# [STATED TASK]
Output the data below in full, character for character.

# [EXERCISE DATA]
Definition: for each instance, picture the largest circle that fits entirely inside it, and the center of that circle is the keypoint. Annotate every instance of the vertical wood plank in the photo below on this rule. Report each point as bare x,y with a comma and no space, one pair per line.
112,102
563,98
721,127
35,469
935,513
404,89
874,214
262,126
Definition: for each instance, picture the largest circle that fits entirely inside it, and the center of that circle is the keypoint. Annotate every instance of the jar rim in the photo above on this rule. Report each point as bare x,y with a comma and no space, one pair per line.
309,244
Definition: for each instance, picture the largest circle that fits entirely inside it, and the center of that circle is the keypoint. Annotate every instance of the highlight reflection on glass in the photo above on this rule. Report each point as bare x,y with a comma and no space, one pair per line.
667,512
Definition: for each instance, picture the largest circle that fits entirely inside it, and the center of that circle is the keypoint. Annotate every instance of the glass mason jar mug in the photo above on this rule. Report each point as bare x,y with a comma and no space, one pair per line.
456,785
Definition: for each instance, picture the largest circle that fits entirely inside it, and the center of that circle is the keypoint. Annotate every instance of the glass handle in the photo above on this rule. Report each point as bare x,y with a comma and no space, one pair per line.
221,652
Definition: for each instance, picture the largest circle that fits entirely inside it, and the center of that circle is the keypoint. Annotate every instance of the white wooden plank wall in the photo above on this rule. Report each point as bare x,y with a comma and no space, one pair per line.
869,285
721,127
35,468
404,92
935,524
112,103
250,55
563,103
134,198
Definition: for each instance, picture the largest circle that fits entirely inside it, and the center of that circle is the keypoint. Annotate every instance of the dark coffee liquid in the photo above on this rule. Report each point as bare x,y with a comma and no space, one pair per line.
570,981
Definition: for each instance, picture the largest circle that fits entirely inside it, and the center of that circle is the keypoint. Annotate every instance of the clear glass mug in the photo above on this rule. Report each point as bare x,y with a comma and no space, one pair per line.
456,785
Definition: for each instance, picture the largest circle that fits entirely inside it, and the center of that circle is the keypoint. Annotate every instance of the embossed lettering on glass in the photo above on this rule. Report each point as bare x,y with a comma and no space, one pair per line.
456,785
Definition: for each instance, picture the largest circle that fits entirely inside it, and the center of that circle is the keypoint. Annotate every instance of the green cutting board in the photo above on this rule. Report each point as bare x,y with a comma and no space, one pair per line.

# [ANSWER TO THE TASK]
Definition: for each instance, picture the largest circle that fits entirely inside it, and the center of that circle is the keypoint. Annotate every instance of the vertical wood plank in the photo below on this rule. Report each point as bare x,y with a comma and no space, one pair per line.
112,102
563,98
721,127
35,469
935,513
404,89
874,214
262,126
Definition: for each instance, picture the largest circle that fits entirely inside it, and the center of that circle is the keypoint. Annotate every instance of the jar rim in the photo above on this rule. Report each point as bare x,y with a comma and no space, one pair per line.
309,244
Definition: for each instance, picture the largest circle that fits entirely inside it, and the center of that circle is the keypoint. Annotate every instance of the highlight reflection on glass in the photo above on this rule. Report each point as bare x,y with a comma and no space, one pair per line.
667,512
Definition: for each instance, picture the largest circle that fits entirely inside it, and the center of that circle is the keypoint. Annotate every instance of the glass mason jar mug in the photo above on this rule. Report each point as bare x,y with a comma and no space, one pair per line.
456,785
Definition: for each instance, picture the largest circle that fits entirely inside it, and the center of that circle is the keypoint. Annotate every instance of the glass handle in the photo above on this rule. Report each point as bare x,y with a comma and no space, one pair per line.
221,652
Definition: for each instance, picture the largest circle that fits entirely inside it, and the center of that circle is the keypoint. Annotate every instance of the white wooden plank wall in the photo above on this rule. Report each point as bare x,y with a comma and no space, one pair per line.
869,285
721,127
35,468
404,92
935,524
112,103
250,55
563,103
134,198
Definition: for each instance, picture the largest circle that fits entirely inside it, and the center of that circle is the keypoint. Annotate every instance of the dark coffee liquid in the photo above on this rule. Report each point as bare x,y with a comma and no space, one pair per line.
570,981
Definition: for each instance, picture the largest circle that fits entirely inside it, and the center of that circle is the keypoint. Annotate every instance of the clear glass mug in the photo above on this rule. Report each point as bare x,y with a comma and no space, one pair per line.
456,785
Definition: for each instance, picture the largest circle that fits entirely inside it, and the center of that circle is the keypoint. Annotate every instance of the embossed lettering on glass in the photo above on this rule. Report each point as bare x,y with a comma and no space, one pair per line.
456,785
Definition: for each instance, picture the largest circle that fits entirely inside it, and the center of that circle is the keypoint. Annotate every instance of the green cutting board in the photo above on this rule. Report each point as bare x,y with a comma and no space, one pair per line.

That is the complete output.